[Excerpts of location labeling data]
----

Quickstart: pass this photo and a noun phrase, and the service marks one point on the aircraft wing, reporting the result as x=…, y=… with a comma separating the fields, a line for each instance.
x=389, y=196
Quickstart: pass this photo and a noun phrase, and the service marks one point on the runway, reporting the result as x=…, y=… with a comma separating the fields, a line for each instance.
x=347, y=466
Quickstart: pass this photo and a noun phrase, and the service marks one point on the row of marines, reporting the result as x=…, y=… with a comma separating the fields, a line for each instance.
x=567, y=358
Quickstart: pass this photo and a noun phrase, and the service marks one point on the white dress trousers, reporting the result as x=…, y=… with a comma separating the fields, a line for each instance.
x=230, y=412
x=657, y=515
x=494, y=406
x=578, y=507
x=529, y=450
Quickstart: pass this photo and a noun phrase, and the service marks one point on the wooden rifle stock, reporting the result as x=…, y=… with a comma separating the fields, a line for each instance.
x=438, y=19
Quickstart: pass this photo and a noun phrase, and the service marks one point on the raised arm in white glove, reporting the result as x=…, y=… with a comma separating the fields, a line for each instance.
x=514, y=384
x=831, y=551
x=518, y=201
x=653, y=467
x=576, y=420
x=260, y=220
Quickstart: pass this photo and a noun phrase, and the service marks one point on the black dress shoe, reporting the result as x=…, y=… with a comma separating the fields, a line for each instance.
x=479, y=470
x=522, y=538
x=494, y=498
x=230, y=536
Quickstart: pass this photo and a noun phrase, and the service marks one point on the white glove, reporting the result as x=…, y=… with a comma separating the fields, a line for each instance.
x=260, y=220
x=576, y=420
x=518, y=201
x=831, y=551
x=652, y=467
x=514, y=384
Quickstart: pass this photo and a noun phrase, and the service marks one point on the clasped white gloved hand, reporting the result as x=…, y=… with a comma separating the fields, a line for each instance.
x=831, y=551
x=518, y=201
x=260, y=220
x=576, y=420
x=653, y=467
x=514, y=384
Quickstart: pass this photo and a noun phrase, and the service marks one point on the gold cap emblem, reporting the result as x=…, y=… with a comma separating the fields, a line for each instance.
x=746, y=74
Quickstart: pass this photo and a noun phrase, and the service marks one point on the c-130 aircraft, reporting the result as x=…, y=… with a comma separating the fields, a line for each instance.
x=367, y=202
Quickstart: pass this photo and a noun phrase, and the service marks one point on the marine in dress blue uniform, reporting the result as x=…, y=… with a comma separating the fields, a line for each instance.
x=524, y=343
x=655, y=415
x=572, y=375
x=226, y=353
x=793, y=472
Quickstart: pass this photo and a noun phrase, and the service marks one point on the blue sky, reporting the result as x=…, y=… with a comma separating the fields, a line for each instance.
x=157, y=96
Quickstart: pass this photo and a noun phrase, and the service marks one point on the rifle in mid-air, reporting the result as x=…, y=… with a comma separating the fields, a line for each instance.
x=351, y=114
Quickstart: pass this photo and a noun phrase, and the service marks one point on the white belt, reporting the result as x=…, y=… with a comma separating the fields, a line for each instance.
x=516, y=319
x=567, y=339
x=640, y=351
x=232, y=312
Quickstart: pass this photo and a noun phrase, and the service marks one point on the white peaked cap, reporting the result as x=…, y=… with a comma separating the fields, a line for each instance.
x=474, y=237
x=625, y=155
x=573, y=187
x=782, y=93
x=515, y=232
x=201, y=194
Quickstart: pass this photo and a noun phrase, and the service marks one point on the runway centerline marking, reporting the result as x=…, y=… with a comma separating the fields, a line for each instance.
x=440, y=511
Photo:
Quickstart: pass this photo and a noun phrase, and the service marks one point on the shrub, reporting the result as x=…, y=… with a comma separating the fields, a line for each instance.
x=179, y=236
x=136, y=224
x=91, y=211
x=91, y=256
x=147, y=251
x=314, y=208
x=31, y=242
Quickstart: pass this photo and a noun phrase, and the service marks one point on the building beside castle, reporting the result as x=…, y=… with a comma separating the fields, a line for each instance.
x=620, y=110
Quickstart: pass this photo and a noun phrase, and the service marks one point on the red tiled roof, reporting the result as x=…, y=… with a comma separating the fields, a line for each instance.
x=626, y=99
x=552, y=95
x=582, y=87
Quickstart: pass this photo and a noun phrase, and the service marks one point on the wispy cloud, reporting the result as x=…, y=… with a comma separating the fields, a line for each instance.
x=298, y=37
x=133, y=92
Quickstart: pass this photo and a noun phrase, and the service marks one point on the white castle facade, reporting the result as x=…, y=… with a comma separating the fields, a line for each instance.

----

> **GIVEN INSTRUCTION**: Print all of the items above again, copying every line word for word and in the same order.

> **ANSWER TO THE EXERCISE**:
Quickstart: pass this photo and a noun phrase, and the service marks one point on the aircraft wing, reporting the result as x=…, y=… with a comma separating the fields, a line for each instance.
x=389, y=196
Quickstart: pass this photo and a noun phrase, and the service marks one point on the runway, reporting the result as x=…, y=… with a comma separating the fields, a line for each instance.
x=347, y=466
Quickstart: pass this photo and a noun phrase, and the service marks one point on the row of marines, reporting the result as x=…, y=… with a comma separating the fields, a line for each instance.
x=567, y=358
Quickstart: pass this photo and a noun phrase, and the service marks one point on the white dress trousers, reporting the result as x=…, y=… with a comma separating the fields, a line for each instance.
x=230, y=412
x=657, y=515
x=494, y=406
x=578, y=507
x=529, y=450
Quickstart: pass this photo and a noun phrase, and the service marks one point on the wooden rifle stock, reporting the result as x=…, y=… with a comma separating the fields, a line for each instance.
x=438, y=19
Quickstart: pass this photo and a noun phrase, and the service marks one point on the raised arm in white glove, reporting the result as x=…, y=… with a comma separating the fields, a line for each instance.
x=514, y=384
x=831, y=551
x=518, y=201
x=653, y=467
x=576, y=420
x=260, y=220
Quickstart: pass this photo and a noun phrase, and the service marks one point on the black dress shoe, reporting the result as x=…, y=… with a comma separating the fields, a line for each instance.
x=479, y=470
x=522, y=538
x=494, y=498
x=230, y=536
Quickstart: pass this photo and a noun phrase, and the service marks one point on the white glove, reporting the result as x=…, y=… with a comma separating the fields, a line for each instance.
x=260, y=220
x=576, y=420
x=518, y=201
x=831, y=551
x=652, y=467
x=514, y=384
Quickstart: pass this photo and a noun phrase, and the service marks one point on the clasped white gloved hand, reporting the result as x=…, y=… with a comma separating the fields, a line for each instance.
x=831, y=551
x=518, y=201
x=260, y=220
x=576, y=420
x=653, y=467
x=514, y=384
Quickstart: pass this photo and a noun phrase, and the service marks one point on the gold cap emblem, reporting the result as x=…, y=… with a comma separating the fields, a line for each instance.
x=746, y=74
Quickstart: pass this photo and a noun phrase, and the service marks one point on the c-130 aircraft, reporting the result as x=…, y=… with a comma separating the fields, a line for each instance.
x=367, y=202
Quickstart: pass this photo and a noun phrase, and the service marks one point on the marine in dress blue uniform, reporting the result as x=…, y=… with a comma separating the fields, a line for each instance.
x=524, y=343
x=655, y=415
x=572, y=375
x=226, y=353
x=793, y=472
Quickstart: pass this photo and a noun phrase, and the service marks one point on the blue sky, reporting the result as x=…, y=… with a comma separating the fields, a line for each instance.
x=157, y=96
Quickstart: pass this photo and a noun phrase, and the service marks one point on the rifle in mid-air, reporting the result as x=…, y=… with a comma separating the fields, a line for each instance.
x=351, y=114
Quickstart: pass this photo and a noun phrase, and the service marks one point on the white belt, reporting the result as x=…, y=… with a comma separating the fields, a line for each instance.
x=516, y=319
x=567, y=339
x=640, y=351
x=232, y=312
Quickstart: pass this photo and a noun phrase, and the service marks one point on the white peaked cap, reporting the result as x=…, y=… with a comma separating the fields, a line for each instance.
x=474, y=237
x=625, y=155
x=573, y=187
x=782, y=93
x=515, y=232
x=201, y=194
Quickstart: pass this photo and a noun phrase, and the service marks one point on the runway centerline marking, reporting the result as x=…, y=… with a comma separating the fields, a line for each instance.
x=440, y=511
Photo:
Quickstart: pass this photo and a noun phrase, and the service marks one point on the shrub, reporting the result as x=…, y=… with a comma separating the fields, a line for each instance.
x=179, y=236
x=136, y=224
x=91, y=211
x=91, y=256
x=147, y=251
x=314, y=208
x=31, y=242
Quickstart: pass this photo and a noun phrase, and the service marks one point on the building beside castle, reporting the result as x=…, y=… with a comma separating the fields, a line for each instance.
x=620, y=110
Quickstart: pass this photo and a noun phrase, and the service marks one point on the red tiled roof, reporting the result as x=…, y=… with a comma separating the fields, a line for each instance.
x=626, y=99
x=552, y=95
x=582, y=87
Quickstart: pass this photo and a noun phrase, and the service marks one point on the wispy cloud, reporting the result as x=…, y=… with a comma separating the fields, a line for each instance.
x=298, y=37
x=133, y=92
Quickstart: pass this photo and a noun phrase, and the service marks one point on the white castle facade, reporting the result as x=…, y=… with a comma separating the fields, a line for each instance.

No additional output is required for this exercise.